Work instructions: The lines to be copied run from the one containing "Note: mark the white cloud" to the end of the material below; reproduce them exactly, including both ends, and nothing more.
__________
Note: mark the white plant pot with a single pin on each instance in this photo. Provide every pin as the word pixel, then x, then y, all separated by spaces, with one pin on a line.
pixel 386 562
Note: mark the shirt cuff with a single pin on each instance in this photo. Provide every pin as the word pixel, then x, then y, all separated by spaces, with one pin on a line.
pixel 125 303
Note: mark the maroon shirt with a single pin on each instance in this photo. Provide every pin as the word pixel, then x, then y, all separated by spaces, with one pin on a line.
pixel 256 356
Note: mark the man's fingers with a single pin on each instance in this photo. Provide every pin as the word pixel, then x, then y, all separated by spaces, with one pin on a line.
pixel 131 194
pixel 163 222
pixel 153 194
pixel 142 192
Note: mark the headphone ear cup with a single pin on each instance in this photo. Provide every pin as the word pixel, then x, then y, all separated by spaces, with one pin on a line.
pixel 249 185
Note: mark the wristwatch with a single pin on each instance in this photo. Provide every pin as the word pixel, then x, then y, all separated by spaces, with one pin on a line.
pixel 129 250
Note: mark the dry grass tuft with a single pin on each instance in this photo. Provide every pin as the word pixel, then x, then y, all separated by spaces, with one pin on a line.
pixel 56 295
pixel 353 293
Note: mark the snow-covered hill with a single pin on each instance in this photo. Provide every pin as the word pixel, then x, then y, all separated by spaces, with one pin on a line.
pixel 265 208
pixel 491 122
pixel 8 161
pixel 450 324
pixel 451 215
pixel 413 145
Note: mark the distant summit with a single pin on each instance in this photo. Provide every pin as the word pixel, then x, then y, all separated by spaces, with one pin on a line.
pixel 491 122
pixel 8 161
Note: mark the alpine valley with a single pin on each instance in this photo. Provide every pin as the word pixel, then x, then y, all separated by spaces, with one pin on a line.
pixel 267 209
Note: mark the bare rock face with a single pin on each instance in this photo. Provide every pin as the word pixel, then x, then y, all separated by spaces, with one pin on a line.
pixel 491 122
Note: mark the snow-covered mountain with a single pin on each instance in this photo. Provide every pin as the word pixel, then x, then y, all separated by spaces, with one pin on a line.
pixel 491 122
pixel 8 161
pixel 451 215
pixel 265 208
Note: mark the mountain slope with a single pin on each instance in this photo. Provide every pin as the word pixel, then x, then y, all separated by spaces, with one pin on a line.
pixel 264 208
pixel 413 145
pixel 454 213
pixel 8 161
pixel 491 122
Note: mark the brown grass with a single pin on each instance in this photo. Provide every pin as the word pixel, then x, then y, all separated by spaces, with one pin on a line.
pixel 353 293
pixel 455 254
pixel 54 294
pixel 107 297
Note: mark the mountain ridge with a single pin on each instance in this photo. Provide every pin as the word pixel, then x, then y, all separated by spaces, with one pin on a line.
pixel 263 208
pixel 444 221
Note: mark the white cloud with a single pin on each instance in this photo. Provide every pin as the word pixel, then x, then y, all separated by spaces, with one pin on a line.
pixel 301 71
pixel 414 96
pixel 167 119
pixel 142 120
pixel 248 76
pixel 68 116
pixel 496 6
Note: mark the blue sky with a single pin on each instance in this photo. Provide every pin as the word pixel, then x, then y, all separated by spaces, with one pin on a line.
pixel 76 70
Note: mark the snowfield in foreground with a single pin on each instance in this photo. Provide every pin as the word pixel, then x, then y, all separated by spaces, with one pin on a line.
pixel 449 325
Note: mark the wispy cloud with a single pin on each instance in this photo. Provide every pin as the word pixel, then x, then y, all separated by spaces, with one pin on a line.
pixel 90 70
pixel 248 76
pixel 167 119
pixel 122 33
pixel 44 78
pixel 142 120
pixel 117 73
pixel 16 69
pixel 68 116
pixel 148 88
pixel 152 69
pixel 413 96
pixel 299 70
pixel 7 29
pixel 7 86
__________
Task solution:
Note: mark the white cloud with a single pin on each instance in this photo. Provide every pin as the word pixel, then x, then y, all separated by spaces, with one pin on a line.
pixel 301 71
pixel 414 96
pixel 167 119
pixel 142 120
pixel 248 76
pixel 68 116
pixel 496 6
Note: mark the blue sky with a single pin on each instance in this photo. Provide every pin as the word pixel, then x, then y, all separated by spaces, with one pin on a line.
pixel 76 70
Note: mark the snowfield in foreground with a single pin on each instance in this photo. Provide every pin as the word pixel, then x, then y, all separated by spaces, with one pin on a line.
pixel 449 325
Note: mark the wispy cloud with a single pin on each instance in this photo. Provide every pin as the word pixel, then x, then y, all separated by spaces, with one pin on a line.
pixel 90 70
pixel 248 76
pixel 167 119
pixel 122 33
pixel 44 78
pixel 142 120
pixel 117 73
pixel 16 69
pixel 68 116
pixel 148 88
pixel 152 69
pixel 413 96
pixel 299 70
pixel 7 29
pixel 7 86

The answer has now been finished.